◆ EXERCISE BRIEF: Could you write the next part of the passage on the Army's Basic Officer Leader Course, picking up right after its last sentence?

◆ SUPPLIED PASSAGE:
※

Byrnes said. To that end, USMA, ROTC and the OCSs are revising their curricula to train future officers in basic Soldier and leader tasks performed by all lieutenants, using the same standards and programs of instruction regardless of the commissioning source.
After lieutenants are commissioned, they go to BOLC's Phase II, the initial-entry field-leadership phase. BOLC II is a rigorous six-week, branch-immaterial course in small-unit leadership and tactics designed to challenge officers physically and mentally, officials said. Forts Benning, Bliss, Knox and Sill will host officers training in this phase.
"Eighty percent of BOLC II will be conducted in a field environment,"
Byrnes said. "All officers will receive common instruction before going off to their branch technical courses. This is a major shift."
BOLC II classes will be organized into companies with five 40-student platoons and will have a mix of officers from the different components, branches, commissioning sources and genders. The platoon is the focal point during the course as each student is challenged in a series of situational leadership exercises based on contemporary operating environment scenarios, officials said.

※

◆ DATASET CONTENT:

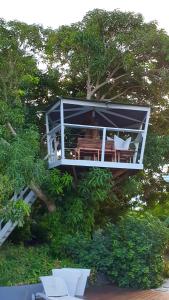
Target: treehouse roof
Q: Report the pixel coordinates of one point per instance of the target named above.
(105, 113)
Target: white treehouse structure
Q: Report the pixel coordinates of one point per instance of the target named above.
(96, 134)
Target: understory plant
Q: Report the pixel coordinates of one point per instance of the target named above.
(130, 252)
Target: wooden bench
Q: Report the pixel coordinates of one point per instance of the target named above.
(93, 148)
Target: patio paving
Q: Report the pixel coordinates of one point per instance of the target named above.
(114, 293)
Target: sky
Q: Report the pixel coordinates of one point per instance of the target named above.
(53, 13)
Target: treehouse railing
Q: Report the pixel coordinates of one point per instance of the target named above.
(95, 143)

※

◆ RESPONSE BOX:
During this "hands-on" phase, BOLC II's curriculum will include physical-fitness training, foot marches, combatives training, advanced land-navigation training, rifle marksmanship, weapons training, practical exercises in leadership, nuclear, biological and chemical operations, use of night-vision equipment and several confidence courses featuring difficult obstacles that challenge students to overcome personal fears. Officers will graduate from BOLC II with greater confidence, a greater appreciation for the branches of the combined arms, and a clearer picture of their own personal strengths and weaknesses, officials said.
Immediately following BOLC II, officers will go to BOLC III, the branch technical phase, to learn the specialized skills, doctrine, tactics and techniques of their assigned branch. Since BOLC III is branch-specific, these courses will be taught at the appropriate TRADOC schoolhouse or training center and range from six to 14 weeks. The training is being revamped to make greater use of experiential training to enhance the quality and effectiveness of the branch-specific course, officials said.
Upon graduation from BOLC III, officers will proceed to their first unit or attend more assignment-oriented training.
"All this will be introduced to the Army in fourth quarter '06,"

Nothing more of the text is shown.